= Record list =
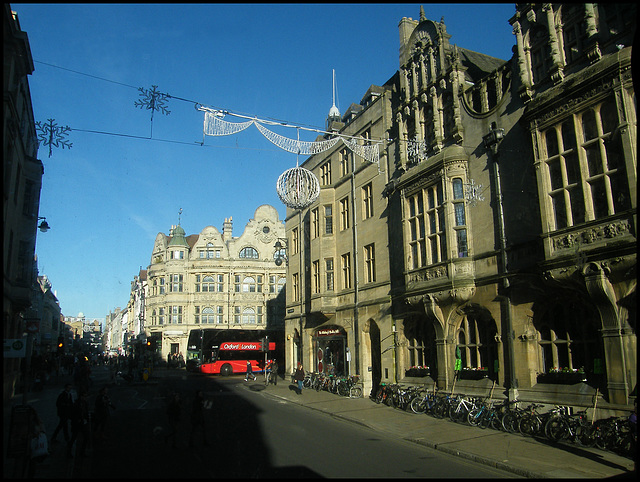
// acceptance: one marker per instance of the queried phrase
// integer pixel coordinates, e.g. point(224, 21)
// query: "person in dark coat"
point(64, 406)
point(249, 372)
point(299, 377)
point(102, 412)
point(197, 419)
point(173, 415)
point(80, 427)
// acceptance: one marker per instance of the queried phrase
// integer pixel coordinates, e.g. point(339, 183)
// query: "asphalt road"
point(250, 434)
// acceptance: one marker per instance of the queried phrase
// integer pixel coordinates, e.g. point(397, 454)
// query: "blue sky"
point(109, 195)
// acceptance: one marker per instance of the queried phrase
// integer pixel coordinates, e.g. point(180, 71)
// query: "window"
point(315, 276)
point(325, 174)
point(161, 313)
point(315, 223)
point(585, 174)
point(175, 315)
point(567, 336)
point(460, 218)
point(370, 263)
point(328, 219)
point(367, 201)
point(346, 271)
point(249, 252)
point(344, 162)
point(476, 342)
point(276, 283)
point(328, 262)
point(249, 316)
point(295, 285)
point(344, 213)
point(295, 241)
point(176, 283)
point(209, 252)
point(249, 285)
point(573, 31)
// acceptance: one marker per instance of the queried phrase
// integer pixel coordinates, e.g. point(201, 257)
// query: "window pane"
point(555, 174)
point(462, 242)
point(620, 190)
point(594, 161)
point(609, 117)
point(573, 168)
point(599, 196)
point(559, 212)
point(577, 205)
point(552, 142)
point(460, 218)
point(457, 189)
point(568, 136)
point(589, 128)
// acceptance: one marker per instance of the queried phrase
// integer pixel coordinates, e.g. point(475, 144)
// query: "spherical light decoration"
point(298, 187)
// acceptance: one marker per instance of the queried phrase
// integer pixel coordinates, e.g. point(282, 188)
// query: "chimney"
point(227, 229)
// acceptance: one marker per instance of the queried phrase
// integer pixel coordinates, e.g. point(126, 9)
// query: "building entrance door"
point(330, 347)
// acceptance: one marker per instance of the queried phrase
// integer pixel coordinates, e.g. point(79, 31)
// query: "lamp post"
point(492, 142)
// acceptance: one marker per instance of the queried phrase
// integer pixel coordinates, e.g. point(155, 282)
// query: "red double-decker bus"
point(225, 352)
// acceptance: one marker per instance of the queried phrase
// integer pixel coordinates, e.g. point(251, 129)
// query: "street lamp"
point(281, 252)
point(44, 225)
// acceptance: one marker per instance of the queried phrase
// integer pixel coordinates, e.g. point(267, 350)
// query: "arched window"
point(249, 252)
point(249, 285)
point(208, 315)
point(477, 343)
point(568, 338)
point(249, 316)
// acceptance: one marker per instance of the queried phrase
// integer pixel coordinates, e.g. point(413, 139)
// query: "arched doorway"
point(330, 350)
point(376, 356)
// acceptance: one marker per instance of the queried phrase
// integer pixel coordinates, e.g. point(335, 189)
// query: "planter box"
point(417, 372)
point(472, 374)
point(561, 378)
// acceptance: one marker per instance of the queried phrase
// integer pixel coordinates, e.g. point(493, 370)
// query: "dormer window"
point(249, 252)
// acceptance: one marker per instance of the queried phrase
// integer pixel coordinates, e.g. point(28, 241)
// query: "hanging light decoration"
point(298, 187)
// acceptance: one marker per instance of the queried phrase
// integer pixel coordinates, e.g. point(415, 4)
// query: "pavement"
point(522, 456)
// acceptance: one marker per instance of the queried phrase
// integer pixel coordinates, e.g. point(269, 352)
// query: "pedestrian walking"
point(249, 372)
point(273, 374)
point(299, 377)
point(197, 419)
point(64, 406)
point(80, 426)
point(102, 413)
point(173, 415)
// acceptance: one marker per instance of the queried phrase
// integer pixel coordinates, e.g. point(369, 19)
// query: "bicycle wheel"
point(586, 434)
point(529, 425)
point(355, 392)
point(475, 416)
point(556, 429)
point(418, 405)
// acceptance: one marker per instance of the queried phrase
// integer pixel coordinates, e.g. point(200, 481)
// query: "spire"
point(334, 113)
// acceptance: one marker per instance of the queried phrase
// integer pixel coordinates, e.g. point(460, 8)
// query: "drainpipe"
point(356, 329)
point(492, 142)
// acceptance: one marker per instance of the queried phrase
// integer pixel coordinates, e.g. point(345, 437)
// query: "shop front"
point(331, 352)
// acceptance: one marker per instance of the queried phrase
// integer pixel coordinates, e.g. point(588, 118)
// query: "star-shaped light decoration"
point(52, 135)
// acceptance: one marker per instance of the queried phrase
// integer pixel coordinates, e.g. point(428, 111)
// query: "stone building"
point(216, 280)
point(504, 218)
point(22, 180)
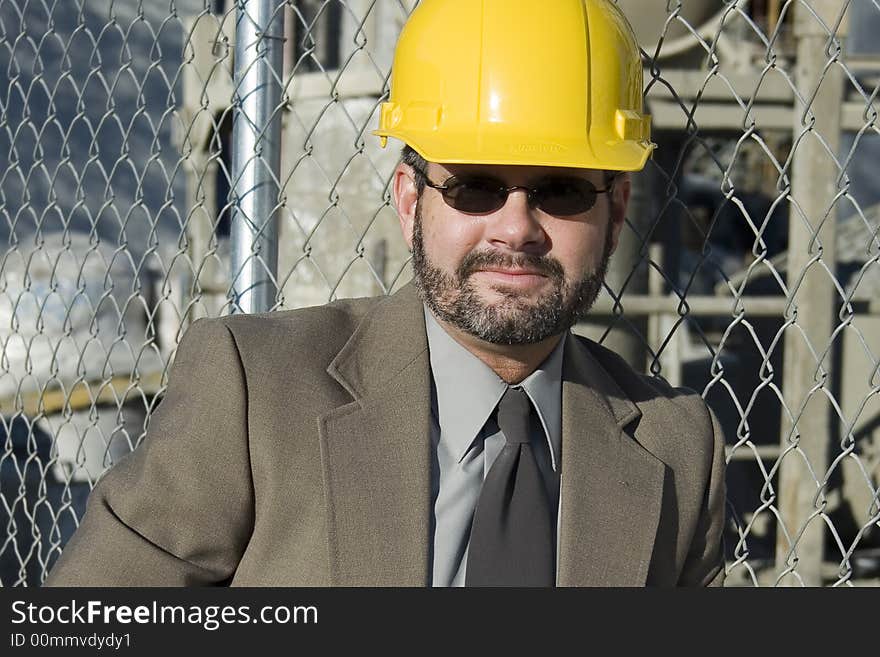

= Requirement =
Rescale the entries from the start through the line with "point(109, 195)", inclusive, repeating every line in that span and multiplying each coordinate in the answer points by 0.6, rounded to whole numbers with halves going up. Keep the sample coordinates on the // lines unchanged, and leave the pictures out.

= Finished task =
// acceptance: one marker per instance of the queried phrase
// integer pixel coordinates, e.g. point(224, 21)
// query: "person in dark coat"
point(38, 244)
point(149, 223)
point(179, 226)
point(61, 247)
point(118, 251)
point(104, 249)
point(48, 256)
// acceptance: one marker per instance of the queried phrase
// integer pixel coordinates, e.g. point(339, 183)
// query: "asphalt road"
point(150, 260)
// acceptance: one marker per instance of the queried phrase
// integer pixel coordinates, e.g. point(397, 454)
// query: "blue sky"
point(65, 117)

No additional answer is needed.